* BEGIN TEXT PASSAGE *

Big Oil's well of employees is running dry

Bruce Williams is a guy who can talk about mud for 40 minutes without realizing you stopped listening 20 minutes ago.

Yes, mud. Drilling mud.

He finds it fascinating. He even uses the word glamorous to describe his gritty profession.

Meet a true Texas roughneck - a man who, for the past quarter-century, has spent his life drilling holes in the ground looking for oil.

But drilling vets like Mr. Williams are hard to find these days. The US oil industry has had such a long downturn that, now, when crude prices are high enough to revive exploration beneath America's own fields, it's almost impossible to find workers who know their way around a rig.

The result: Companies such as Williams's employer, Ringo Drilling Co. - one of the last remaining independent drilling firms in the Abilene area - aren't able to fully capitalize on the favorable conditions of the moment.

Ringo is running six rigs, but it is getting more contracts every day. It has other rigs ready to go, "but we don't have enough people to run them," says Williams.

It takes 13 people to operate a drilling rig round the clock. Finding those 13 people is the No. 1 problem facing the industry right now, oil analysts say.

* END TEXT PASSAGE *

◆ TASKS ◆
• a. Do these statements agree with the article on the oil-worker shortage? (i) Ringo Drilling Co. is running six rigs. (ii) Ten people are needed to operate a drilling rig round the clock. (iii) Williams has spent the past quarter-century drilling for oil. Answer yes or no for each, quoting the deciding words of the article.
• b. Could you write the next part of the article on the oil-worker shortage, picking up after its final sentence?

* BEGIN RECORDS SUPPLIED *

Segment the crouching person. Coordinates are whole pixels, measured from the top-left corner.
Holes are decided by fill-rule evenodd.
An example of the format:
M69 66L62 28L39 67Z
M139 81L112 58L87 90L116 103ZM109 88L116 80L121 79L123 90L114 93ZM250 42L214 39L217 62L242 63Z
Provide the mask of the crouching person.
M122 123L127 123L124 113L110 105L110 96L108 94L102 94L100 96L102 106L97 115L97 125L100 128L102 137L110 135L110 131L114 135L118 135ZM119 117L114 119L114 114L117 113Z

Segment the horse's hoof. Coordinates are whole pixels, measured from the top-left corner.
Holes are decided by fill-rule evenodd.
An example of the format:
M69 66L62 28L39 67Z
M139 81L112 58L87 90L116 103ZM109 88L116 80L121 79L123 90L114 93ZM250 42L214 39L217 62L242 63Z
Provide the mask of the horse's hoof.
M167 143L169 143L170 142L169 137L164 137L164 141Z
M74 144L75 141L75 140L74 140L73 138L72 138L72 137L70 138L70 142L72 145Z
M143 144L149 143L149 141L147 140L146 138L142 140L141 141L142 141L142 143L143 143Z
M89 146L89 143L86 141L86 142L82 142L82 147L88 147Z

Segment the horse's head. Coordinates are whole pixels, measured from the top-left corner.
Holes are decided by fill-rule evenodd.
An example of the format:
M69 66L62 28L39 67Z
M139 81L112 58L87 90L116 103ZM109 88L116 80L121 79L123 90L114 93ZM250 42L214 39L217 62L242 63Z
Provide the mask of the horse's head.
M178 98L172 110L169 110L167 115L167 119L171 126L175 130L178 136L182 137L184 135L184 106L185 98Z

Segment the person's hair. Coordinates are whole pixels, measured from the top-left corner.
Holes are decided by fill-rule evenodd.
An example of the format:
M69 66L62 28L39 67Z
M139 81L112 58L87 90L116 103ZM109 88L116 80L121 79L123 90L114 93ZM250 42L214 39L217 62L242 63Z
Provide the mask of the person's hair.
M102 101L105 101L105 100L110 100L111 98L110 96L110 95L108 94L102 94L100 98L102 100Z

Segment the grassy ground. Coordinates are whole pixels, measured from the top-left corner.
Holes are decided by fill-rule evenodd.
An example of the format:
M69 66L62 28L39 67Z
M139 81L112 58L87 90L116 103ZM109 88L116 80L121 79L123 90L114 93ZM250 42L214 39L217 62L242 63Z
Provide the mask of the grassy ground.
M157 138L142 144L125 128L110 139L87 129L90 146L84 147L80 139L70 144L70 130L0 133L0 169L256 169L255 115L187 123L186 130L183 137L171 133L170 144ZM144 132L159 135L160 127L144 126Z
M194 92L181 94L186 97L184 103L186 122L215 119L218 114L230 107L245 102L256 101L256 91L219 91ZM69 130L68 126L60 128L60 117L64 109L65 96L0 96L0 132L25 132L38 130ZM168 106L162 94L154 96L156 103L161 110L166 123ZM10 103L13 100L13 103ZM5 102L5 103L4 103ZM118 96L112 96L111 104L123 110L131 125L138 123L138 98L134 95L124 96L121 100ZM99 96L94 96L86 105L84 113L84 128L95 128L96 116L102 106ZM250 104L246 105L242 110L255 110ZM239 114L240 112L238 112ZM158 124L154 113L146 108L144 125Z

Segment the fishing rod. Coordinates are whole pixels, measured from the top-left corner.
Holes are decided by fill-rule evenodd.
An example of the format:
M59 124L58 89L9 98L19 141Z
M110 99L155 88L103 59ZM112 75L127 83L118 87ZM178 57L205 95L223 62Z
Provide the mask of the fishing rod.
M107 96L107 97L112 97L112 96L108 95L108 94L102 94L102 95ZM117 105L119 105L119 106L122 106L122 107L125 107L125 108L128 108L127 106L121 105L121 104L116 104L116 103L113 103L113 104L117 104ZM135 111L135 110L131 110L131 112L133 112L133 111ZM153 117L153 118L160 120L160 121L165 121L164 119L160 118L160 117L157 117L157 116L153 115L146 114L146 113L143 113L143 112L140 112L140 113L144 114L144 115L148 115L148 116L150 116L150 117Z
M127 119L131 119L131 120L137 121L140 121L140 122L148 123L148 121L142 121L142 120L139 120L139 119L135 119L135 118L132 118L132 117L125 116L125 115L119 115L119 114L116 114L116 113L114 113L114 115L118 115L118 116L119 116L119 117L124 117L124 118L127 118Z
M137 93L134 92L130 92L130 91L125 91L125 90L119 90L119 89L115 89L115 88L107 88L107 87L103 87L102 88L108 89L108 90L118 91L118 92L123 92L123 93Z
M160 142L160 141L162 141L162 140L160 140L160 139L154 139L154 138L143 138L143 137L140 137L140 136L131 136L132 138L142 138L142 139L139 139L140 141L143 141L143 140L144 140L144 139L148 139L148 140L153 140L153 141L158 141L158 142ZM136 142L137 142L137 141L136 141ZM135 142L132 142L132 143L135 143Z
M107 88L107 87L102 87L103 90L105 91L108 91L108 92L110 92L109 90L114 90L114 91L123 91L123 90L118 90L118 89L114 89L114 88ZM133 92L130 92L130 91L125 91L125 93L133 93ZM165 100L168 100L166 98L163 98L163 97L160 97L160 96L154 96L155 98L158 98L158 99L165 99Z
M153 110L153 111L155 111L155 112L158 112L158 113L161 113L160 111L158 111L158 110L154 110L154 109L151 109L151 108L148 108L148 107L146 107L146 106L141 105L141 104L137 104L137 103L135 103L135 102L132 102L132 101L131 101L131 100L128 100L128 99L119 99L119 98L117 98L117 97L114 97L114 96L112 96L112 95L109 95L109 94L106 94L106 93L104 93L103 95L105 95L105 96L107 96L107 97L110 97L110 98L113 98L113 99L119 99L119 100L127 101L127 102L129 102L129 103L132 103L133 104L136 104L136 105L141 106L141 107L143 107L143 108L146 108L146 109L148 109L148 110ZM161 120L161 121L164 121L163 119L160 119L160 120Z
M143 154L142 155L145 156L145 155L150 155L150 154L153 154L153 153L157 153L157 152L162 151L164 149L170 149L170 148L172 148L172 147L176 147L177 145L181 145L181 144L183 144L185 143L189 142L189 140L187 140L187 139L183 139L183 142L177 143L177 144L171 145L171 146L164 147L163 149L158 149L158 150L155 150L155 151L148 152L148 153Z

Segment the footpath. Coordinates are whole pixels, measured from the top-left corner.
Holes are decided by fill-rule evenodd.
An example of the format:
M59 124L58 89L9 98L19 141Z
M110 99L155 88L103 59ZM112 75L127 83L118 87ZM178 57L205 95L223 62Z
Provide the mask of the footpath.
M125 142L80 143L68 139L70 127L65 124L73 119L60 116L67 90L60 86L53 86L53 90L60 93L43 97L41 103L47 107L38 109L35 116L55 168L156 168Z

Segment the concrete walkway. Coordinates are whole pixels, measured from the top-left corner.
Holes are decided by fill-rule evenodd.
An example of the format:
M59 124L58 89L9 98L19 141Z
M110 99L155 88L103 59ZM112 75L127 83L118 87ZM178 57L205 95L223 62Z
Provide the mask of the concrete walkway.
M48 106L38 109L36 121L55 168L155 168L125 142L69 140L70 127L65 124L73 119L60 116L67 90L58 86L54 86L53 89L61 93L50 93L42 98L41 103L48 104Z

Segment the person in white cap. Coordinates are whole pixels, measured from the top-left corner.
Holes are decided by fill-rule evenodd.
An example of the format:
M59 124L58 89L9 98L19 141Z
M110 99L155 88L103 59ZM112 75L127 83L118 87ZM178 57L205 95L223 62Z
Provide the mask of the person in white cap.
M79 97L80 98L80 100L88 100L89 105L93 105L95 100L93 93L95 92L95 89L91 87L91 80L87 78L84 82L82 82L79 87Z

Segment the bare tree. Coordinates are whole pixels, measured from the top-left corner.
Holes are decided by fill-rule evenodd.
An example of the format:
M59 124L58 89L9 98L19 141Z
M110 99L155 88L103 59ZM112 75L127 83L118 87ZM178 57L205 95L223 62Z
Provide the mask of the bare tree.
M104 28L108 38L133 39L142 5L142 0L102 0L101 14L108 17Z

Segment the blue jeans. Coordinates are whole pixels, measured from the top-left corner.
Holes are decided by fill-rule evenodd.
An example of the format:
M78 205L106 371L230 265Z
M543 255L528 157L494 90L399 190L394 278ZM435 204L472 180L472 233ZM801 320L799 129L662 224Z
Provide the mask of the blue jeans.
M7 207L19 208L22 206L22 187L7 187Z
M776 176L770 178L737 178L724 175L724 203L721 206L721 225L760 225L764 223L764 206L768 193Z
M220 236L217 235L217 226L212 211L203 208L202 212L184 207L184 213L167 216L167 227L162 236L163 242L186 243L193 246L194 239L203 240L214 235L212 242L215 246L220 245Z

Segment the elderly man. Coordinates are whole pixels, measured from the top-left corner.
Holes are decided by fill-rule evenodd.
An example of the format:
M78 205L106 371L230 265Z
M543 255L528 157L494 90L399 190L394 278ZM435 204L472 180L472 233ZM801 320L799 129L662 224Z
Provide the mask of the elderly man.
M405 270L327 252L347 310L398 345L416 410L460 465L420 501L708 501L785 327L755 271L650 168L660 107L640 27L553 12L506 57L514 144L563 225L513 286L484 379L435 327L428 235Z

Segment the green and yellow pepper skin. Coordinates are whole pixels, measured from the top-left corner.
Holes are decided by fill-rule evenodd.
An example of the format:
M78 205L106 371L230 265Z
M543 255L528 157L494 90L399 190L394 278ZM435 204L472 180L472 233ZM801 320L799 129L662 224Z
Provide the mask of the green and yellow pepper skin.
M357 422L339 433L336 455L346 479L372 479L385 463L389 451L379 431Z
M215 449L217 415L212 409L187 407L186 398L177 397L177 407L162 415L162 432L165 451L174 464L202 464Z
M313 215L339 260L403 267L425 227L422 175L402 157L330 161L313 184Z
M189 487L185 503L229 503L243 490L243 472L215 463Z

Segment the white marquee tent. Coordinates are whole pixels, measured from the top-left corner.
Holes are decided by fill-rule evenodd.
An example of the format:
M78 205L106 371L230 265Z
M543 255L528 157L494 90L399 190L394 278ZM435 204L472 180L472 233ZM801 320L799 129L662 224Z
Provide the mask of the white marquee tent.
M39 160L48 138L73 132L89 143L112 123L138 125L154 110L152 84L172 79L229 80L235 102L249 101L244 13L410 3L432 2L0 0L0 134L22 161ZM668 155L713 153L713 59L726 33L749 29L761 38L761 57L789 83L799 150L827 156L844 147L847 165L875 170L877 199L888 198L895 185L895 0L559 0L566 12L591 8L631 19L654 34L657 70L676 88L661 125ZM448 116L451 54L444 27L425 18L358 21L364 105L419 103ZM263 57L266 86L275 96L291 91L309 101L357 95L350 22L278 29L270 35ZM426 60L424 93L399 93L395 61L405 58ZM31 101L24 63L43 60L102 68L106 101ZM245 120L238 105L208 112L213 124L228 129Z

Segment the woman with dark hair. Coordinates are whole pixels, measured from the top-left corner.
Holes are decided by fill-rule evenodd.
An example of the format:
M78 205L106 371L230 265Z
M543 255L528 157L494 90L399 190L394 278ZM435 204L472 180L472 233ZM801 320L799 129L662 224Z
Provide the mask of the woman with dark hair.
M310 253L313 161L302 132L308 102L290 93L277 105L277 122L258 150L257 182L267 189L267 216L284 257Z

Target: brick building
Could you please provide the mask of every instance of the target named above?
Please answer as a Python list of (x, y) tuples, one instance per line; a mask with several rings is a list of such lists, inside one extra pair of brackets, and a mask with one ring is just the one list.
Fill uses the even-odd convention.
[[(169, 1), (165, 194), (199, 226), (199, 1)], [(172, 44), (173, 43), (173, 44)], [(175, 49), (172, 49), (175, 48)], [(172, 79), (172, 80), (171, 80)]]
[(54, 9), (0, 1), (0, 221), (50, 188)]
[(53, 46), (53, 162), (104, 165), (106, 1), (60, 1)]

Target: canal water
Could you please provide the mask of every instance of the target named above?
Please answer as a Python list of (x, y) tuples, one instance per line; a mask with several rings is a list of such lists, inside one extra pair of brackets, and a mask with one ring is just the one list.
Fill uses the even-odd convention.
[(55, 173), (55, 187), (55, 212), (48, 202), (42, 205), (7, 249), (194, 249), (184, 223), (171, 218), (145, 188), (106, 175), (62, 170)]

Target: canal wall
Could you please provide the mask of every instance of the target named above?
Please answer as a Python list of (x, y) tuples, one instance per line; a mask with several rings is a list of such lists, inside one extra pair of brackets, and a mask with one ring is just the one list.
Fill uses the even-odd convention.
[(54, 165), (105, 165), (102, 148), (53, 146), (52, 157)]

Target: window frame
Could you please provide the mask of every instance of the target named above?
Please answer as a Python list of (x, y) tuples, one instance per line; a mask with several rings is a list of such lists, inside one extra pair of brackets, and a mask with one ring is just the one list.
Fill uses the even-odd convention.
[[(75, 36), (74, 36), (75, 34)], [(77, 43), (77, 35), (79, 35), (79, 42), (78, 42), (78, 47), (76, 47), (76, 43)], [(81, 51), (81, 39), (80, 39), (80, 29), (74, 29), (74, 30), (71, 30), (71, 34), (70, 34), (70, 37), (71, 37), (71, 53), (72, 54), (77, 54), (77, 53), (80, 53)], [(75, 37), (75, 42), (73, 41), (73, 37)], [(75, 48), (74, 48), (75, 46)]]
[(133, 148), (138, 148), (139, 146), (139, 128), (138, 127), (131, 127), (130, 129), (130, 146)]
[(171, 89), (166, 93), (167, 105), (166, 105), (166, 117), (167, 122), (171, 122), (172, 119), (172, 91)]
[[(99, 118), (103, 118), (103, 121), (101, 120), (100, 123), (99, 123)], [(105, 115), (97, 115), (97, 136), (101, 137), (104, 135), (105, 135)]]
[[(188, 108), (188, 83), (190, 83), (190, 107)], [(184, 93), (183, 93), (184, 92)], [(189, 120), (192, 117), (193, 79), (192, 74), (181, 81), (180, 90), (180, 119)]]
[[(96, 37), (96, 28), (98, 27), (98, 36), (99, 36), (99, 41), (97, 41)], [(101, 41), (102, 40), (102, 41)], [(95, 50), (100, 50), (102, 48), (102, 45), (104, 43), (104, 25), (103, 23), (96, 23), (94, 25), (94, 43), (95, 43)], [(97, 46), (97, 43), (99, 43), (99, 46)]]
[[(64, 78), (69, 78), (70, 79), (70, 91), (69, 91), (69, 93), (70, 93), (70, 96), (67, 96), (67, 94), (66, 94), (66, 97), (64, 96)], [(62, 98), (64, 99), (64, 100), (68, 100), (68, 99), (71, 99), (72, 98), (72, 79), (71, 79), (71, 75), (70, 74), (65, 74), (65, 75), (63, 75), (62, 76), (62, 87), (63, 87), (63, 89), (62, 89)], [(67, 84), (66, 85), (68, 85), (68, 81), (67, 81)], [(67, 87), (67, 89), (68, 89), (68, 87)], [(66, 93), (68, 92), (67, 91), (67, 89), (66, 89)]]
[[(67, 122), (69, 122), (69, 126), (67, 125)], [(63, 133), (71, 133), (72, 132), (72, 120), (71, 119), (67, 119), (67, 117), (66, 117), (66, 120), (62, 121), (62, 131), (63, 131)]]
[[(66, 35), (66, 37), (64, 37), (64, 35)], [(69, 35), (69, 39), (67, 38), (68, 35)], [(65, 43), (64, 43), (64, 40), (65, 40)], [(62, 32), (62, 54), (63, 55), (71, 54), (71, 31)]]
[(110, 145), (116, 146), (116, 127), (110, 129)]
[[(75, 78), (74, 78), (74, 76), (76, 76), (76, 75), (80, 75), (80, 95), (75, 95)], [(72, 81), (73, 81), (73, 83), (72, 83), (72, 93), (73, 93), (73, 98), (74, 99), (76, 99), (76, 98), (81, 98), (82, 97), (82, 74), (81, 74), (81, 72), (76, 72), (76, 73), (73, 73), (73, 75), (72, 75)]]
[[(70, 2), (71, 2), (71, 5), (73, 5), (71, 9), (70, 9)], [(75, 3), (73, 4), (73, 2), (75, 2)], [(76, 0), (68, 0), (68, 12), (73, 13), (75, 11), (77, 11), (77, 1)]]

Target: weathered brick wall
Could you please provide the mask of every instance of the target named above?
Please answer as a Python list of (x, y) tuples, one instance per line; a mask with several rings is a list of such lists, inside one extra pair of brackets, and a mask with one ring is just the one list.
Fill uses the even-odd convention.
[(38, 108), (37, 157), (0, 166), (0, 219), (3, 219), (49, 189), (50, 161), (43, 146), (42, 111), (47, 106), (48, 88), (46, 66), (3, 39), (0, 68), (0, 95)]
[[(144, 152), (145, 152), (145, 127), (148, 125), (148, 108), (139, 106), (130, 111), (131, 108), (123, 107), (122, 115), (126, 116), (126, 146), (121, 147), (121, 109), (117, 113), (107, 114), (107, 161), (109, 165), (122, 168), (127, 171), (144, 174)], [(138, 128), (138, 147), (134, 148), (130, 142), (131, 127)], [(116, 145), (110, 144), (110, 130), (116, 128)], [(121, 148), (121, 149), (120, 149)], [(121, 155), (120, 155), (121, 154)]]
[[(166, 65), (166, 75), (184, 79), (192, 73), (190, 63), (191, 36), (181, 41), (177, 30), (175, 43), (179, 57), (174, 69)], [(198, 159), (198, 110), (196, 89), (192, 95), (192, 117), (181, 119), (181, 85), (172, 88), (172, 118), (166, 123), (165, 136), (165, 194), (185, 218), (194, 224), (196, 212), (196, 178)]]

* END RECORDS SUPPLIED *

◆ SOLVED TASKS ◆
• a.
(i) Yes: "Ringo is running six rigs"
(ii) No: "It takes 13 people to operate a drilling rig round the clock."
(iii) Yes: "for the past quarter-century, has spent his life drilling holes in the ground looking for oil"

• b.
Businesses desperate for workers are getting creative. In Oklahoma, field recruiters are waiting for parolees outside prison gates. In Alaska, oil producers are joining forces to find and train employees. And in Texas, songs play on the radio with lyrics like: "Roughnecks, come home. We're busy again."

But it's uncertain if or when experienced roughnecks will return. Across the US, half a million oil-field-related jobs were lost since the mid-1980s - and most of those workers subsequently went into jobs that aren't subject to the boom-and-bust cycle that afflicts the oil industry.

So for every oil veteran who retires or leaves the business, a lifetime of knowledge leaves with them.

"I wish there was more people excited about it," says Williams, a drilling supervisor for Ringo. "You could be working in an office all day or a factory, staring at the same four walls. Working on a rig, you get to see different parts of the country, you're outside, you're your own boss. I just can't see anything wrong with that. Why other ol' boys can't see it, I don't know."

In the shadow of a company drilling rig, he reaches down and grabs a handful of runoff from the mud pit. Straining it through his fingers, he explains that it is a mixture of shale, red bed, and lime. Lime is what you want to see more of - it spells oil in these parts.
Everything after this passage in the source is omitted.